Task details:
Scan the data below and pick out the lines containing the word "query".
BEGIN The input
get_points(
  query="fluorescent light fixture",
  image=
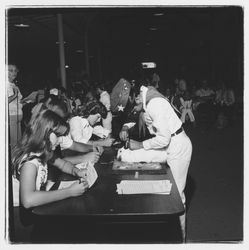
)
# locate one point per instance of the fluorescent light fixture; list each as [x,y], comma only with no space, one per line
[148,65]
[58,42]
[22,25]
[159,14]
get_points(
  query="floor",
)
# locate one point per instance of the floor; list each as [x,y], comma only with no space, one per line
[214,187]
[215,184]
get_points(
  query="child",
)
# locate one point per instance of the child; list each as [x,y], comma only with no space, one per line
[82,126]
[105,100]
[186,108]
[30,161]
[73,152]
END The input
Task output:
  query="fluorescent light fixture",
  query="floor",
  query="child",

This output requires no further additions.